▶ **Text for analysis**
============

Things take a darker turn with ‘Here Comes The Neighbourhood’ from Matthew Craig and Richard Johnson. Disturbingly close to the postmodern bone, it’s the story of a TV show where residents from a less than salubrious area get to compete with their neighbours for a chance to move somewhere better. Bang on the money black comedy, this is a peek into a not that far away TV future. Scariest thought is that I’m willing to bet that somewhere there is a Channel 5 executive making a pitch based on this right now.
‘Better Living Through Distance’ from Craig Thomson is a science fiction tale of a traveller waking up in an alien land after being deep frozen for the long journey. He’s British, so of course, it’s not going to be all he thought it would be. A slight story maybe, and all about the final frame, but at only four pages long it hardly labours the point.
Craig Collins and Iain Laurie take us well and truly into a nightmarish world with The Quiet Burden.’ Another fine example of the sort of work you only find in left of field comics this is as weird and as wonderful as comics get. ‘The Quiet Burden gets the centre pages of the comic, and puts them to good use with a series of panels , that if seen be a psychologist could end up with Collins and Laurie sentenced to a lifetime of therapy. Great stuff.

============

▶ **Data excerpts**
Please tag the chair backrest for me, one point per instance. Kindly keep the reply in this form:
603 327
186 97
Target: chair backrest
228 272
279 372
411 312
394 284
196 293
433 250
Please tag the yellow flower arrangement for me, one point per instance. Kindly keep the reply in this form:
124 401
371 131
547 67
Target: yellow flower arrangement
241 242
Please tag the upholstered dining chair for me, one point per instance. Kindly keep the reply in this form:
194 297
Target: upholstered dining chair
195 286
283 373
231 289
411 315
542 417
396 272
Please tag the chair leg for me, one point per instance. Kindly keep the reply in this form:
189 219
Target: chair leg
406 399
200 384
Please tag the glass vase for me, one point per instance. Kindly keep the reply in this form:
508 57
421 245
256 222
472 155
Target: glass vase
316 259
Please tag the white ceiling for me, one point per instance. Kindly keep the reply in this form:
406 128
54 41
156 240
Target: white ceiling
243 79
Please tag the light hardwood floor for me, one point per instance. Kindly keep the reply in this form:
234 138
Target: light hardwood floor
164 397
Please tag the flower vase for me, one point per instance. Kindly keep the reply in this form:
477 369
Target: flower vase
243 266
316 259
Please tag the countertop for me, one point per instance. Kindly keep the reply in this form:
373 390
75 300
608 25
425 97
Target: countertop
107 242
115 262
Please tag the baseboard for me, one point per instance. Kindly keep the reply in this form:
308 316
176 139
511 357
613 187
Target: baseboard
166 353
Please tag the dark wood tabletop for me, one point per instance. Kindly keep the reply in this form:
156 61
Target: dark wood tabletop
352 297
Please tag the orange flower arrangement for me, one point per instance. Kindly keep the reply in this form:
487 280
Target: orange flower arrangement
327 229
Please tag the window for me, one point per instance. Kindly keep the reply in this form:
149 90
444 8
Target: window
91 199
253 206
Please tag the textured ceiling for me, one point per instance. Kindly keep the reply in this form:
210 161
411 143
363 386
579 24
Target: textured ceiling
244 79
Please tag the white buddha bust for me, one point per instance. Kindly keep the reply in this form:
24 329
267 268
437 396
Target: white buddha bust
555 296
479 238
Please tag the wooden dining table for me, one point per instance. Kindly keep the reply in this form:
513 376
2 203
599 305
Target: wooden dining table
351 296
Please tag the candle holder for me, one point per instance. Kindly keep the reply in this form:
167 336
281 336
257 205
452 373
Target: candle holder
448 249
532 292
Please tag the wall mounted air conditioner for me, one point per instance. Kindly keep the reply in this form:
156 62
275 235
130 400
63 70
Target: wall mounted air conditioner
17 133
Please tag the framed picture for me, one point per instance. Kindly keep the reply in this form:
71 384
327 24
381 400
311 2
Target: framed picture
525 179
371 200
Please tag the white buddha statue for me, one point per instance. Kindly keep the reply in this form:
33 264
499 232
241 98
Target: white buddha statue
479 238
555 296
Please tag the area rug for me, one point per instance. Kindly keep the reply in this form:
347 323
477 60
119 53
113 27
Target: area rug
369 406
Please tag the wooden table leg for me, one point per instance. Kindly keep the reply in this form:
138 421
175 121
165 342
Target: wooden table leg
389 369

============

▶ **Activity**
Reproduce everything in the comics review from "Craig Collins and" down to "therapy. Great stuff.", replacing "therapy" with "counseling" wherever it occurs.

▶ **Written answer**
Craig Collins and Iain Laurie take us well and truly into a nightmarish world with The Quiet Burden.’ Another fine example of the sort of work you only find in left of field comics this is as weird and as wonderful as comics get. ‘The Quiet Burden gets the centre pages of the comic, and puts them to good use with a series of panels , that if seen be a psychologist could end up with Collins and Laurie sentenced to a lifetime of counseling. Great stuff.